§ Excerpt
=-=-=-=-=

### Naïve Bayes Mixture Model

&nbsp;

Gaussian Mixture Model is great but text doesn't follow Gaussian distribution. We need another algorithm for text clustering. If you recall generative learning algorithms, we have Naïve Bayes apart from Gaussian Discriminant Analysis. It should not come as a surprise that we have Naïve Bayes Mixture Model as well. Mathematically, it is somewhat similar to Naïve Bayes. In Naïve Bayes, we can predict a new data point based upon Bayes' rule where p(y=label|x)=p(x|y=label)\*p(y=label)/p(x). The concept holds in NBMM. To make our life easier, the following script only takes the case of multivariate, to be more precise, a binary cluster problem. I will leave you guys to explore multinomial NBMM.

Like GMM, p(y) remains a latent variable we do not observe. In order to estimate p(y), we need to take an initial guess and gradually converge to the optimal number throughout iterations. Undoubtedly, we use Expectation-Maximization algorithm as well.

The material from Stanford university doesn't really cover the details of NBMM. It has been briefly introduced in Andrew Ng's lecture video. If you fully comprehend the concept of Naïve Bayes and Gaussian Mixture Model, the equations can be easily derived. The only issue is the lack of literature on how to select the optimal number of clusters in NBMM. Since it's distribution-based, I assume you can use AIC and BIC as GMM. I will leave you guys to explore.

=-=-=-=-=

§ What needs to be done
Quote the Naïve Bayes excerpt word for word, starting at the words "### Naïve Bayes" and stopping after "explore multinomial NBMM.". The lines below come from a different source than the Naïve Bayes excerpt.

=-=-=-=-=

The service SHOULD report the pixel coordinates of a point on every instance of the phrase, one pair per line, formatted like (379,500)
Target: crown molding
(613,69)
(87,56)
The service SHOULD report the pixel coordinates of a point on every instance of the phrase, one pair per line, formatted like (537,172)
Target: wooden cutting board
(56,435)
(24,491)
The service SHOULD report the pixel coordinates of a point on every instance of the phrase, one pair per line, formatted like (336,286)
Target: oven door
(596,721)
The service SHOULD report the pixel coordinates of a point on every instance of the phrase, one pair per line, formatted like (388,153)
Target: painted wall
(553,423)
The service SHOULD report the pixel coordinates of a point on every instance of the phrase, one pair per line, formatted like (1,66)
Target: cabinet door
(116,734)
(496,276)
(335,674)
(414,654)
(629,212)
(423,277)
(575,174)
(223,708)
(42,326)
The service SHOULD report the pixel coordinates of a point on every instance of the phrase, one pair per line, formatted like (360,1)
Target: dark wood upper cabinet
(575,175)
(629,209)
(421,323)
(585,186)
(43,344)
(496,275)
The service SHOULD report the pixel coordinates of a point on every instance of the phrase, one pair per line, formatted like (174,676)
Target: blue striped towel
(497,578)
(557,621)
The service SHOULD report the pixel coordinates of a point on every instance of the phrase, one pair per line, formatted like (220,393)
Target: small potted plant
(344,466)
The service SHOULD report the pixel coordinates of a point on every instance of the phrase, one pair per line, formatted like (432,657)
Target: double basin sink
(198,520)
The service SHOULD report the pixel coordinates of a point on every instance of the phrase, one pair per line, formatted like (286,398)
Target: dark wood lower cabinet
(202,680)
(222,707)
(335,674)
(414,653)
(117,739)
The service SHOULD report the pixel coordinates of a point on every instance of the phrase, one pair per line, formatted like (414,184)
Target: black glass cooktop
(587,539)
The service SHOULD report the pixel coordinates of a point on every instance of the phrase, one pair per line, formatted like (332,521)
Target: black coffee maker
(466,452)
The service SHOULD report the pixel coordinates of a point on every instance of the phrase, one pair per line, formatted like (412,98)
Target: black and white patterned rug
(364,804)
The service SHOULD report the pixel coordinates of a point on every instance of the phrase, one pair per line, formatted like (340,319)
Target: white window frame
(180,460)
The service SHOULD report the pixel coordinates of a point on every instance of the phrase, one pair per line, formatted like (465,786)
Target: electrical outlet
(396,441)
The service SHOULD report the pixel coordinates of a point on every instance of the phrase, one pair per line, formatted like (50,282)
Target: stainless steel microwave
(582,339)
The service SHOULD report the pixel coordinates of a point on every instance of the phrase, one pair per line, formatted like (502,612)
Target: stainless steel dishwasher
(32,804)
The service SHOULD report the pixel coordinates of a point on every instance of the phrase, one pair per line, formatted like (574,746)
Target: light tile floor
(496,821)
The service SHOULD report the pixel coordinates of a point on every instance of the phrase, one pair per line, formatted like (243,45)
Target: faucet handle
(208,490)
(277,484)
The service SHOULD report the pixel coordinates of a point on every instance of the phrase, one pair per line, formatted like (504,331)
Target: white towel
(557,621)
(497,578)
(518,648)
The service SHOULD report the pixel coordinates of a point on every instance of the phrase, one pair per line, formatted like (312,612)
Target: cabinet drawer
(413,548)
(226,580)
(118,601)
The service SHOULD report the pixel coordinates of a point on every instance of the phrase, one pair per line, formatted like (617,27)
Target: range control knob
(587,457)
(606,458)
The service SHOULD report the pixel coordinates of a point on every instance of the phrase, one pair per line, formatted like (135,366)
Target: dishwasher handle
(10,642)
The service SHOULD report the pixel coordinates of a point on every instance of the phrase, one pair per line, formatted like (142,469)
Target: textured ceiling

=-=-=-=-=

§ Result of the exercise
### Naïve Bayes Mixture Model

&nbsp;

Gaussian Mixture Model is great but text doesn't follow Gaussian distribution. We need another algorithm for text clustering. If you recall generative learning algorithms, we have Naïve Bayes apart from Gaussian Discriminant Analysis. It should not come as a surprise that we have Naïve Bayes Mixture Model as well. Mathematically, it is somewhat similar to Naïve Bayes. In Naïve Bayes, we can predict a new data point based upon Bayes' rule where p(y=label|x)=p(x|y=label)\*p(y=label)/p(x). The concept holds in NBMM. To make our life easier, the following script only takes the case of multivariate, to be more precise, a binary cluster problem. I will leave you guys to explore multinomial NBMM.